Reproduce, word for word, only the lines of the material below that start at the line containing "Report x and y for each instance of the sky" and end at the line containing "x=298, y=242", including both of those lines.

| Records for this task |
++++
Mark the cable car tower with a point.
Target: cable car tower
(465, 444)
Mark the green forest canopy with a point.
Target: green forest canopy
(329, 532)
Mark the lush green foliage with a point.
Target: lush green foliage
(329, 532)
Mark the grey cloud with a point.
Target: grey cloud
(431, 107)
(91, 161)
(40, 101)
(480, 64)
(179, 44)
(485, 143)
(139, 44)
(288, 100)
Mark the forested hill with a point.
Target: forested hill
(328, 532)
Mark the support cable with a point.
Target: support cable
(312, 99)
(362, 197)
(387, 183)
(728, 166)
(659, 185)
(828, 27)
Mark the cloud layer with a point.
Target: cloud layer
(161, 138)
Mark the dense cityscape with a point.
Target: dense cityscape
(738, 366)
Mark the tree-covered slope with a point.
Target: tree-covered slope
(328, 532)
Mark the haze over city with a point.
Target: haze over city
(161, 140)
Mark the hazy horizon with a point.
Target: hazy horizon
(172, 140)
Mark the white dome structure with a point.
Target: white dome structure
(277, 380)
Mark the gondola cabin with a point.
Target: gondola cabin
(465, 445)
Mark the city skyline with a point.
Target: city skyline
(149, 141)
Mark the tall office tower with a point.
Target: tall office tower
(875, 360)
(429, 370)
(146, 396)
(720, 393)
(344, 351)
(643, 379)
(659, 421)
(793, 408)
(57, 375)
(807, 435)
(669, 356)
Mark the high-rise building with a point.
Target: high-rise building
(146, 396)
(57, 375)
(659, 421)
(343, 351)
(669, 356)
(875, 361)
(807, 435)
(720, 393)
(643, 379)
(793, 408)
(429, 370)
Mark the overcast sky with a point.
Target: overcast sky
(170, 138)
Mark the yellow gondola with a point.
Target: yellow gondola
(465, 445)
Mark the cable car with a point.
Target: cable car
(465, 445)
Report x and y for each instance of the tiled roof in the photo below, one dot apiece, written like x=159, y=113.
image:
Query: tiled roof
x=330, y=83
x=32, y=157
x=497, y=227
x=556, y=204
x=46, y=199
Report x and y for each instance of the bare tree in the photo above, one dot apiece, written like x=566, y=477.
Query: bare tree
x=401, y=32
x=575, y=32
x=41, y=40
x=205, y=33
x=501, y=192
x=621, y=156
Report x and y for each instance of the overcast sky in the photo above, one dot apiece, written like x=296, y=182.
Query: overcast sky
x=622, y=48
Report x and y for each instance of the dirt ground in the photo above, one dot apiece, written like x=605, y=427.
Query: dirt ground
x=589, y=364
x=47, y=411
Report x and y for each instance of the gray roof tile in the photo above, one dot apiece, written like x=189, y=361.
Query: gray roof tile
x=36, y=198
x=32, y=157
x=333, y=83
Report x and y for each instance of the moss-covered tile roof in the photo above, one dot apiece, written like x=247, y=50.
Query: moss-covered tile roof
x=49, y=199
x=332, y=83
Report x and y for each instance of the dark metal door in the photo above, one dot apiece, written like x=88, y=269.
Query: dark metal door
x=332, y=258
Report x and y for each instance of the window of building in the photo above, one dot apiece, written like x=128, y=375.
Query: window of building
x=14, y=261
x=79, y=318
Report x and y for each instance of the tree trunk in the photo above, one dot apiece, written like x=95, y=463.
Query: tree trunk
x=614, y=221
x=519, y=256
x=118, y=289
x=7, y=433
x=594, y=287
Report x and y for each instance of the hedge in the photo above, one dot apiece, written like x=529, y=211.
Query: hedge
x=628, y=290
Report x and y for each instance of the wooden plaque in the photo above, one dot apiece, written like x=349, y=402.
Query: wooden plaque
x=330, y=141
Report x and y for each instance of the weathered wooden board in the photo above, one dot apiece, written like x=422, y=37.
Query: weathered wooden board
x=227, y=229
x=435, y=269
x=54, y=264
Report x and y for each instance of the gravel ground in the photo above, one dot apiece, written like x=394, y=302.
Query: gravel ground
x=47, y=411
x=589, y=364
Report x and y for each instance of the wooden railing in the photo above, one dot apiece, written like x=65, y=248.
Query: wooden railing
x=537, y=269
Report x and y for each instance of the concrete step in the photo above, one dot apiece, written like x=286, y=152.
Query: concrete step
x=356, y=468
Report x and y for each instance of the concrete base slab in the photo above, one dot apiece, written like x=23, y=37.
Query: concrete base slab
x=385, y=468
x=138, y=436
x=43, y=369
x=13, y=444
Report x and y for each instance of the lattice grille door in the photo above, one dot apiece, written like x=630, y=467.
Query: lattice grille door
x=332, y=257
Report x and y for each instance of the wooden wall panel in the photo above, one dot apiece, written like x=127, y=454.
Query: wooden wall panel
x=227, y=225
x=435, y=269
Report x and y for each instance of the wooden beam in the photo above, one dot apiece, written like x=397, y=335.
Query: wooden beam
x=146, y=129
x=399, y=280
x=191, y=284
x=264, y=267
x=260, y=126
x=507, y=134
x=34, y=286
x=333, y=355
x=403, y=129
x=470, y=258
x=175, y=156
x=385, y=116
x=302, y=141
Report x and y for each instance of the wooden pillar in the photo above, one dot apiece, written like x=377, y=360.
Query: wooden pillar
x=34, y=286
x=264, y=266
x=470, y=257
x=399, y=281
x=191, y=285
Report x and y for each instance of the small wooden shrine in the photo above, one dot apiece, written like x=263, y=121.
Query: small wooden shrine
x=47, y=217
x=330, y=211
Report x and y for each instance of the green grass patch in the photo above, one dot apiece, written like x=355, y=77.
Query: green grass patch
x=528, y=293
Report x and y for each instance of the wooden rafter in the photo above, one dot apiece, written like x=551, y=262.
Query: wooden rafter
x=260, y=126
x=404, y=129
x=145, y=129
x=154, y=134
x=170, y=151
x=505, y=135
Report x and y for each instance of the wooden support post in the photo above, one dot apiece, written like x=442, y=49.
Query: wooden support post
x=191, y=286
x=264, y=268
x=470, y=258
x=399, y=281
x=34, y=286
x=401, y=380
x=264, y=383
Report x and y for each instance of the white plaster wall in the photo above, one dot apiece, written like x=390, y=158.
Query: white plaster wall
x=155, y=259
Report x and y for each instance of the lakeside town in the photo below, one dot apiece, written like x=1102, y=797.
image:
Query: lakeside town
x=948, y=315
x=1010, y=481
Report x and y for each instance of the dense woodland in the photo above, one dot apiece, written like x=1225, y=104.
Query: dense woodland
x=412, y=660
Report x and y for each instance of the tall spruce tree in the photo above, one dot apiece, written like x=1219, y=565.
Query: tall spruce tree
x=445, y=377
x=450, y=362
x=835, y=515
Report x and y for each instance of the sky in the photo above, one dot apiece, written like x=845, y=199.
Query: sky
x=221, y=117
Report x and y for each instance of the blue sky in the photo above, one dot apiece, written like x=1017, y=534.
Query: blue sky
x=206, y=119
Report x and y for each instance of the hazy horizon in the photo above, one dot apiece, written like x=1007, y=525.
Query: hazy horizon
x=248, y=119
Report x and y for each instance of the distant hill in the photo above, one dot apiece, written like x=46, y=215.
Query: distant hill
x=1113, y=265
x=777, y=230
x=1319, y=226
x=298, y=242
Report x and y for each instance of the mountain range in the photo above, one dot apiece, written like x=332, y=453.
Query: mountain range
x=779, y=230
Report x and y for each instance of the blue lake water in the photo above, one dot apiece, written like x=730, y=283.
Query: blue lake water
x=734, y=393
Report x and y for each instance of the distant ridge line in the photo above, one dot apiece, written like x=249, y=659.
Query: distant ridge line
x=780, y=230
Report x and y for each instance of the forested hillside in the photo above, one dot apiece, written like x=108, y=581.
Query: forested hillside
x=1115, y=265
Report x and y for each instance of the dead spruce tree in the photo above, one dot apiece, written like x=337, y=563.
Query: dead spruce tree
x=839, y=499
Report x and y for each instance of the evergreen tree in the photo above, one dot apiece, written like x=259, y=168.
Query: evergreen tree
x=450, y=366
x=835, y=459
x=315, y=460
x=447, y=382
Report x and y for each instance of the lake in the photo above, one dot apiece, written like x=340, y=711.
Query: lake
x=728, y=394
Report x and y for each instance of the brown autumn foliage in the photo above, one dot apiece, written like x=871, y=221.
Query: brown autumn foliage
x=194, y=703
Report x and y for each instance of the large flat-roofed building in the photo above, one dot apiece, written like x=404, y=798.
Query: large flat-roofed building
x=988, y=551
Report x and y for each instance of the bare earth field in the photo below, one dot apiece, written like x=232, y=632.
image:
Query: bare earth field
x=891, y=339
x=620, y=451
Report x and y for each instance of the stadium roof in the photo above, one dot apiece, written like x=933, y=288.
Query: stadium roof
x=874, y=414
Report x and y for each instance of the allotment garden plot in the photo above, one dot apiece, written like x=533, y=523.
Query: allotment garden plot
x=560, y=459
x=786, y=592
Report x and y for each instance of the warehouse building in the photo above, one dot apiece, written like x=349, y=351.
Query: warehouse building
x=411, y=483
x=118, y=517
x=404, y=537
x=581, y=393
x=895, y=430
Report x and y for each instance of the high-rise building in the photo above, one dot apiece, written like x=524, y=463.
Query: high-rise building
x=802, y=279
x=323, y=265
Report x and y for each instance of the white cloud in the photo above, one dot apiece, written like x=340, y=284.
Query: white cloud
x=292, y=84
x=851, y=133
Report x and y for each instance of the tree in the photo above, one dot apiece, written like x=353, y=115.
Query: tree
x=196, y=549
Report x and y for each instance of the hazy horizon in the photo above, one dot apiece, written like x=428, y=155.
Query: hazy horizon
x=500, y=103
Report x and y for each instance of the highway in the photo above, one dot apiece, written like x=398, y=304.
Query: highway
++++
| The answer |
Report x and y for each instance of the sky in the photo above, one dot apiece, written like x=845, y=199.
Query: sky
x=221, y=117
Report x and y for each instance of the blue sky in the photo above, one dot apiece, written like x=1017, y=534.
Query: blue sky
x=206, y=119
Report x and y for each instance of the hazy horizon in the photo above, one dot apiece, written like x=1007, y=525.
Query: hazy horizon
x=248, y=119
Report x and y for each instance of the distant hill in the photo above, one dot apiece, written like x=46, y=215.
Query: distant hill
x=1113, y=265
x=777, y=230
x=1319, y=226
x=298, y=242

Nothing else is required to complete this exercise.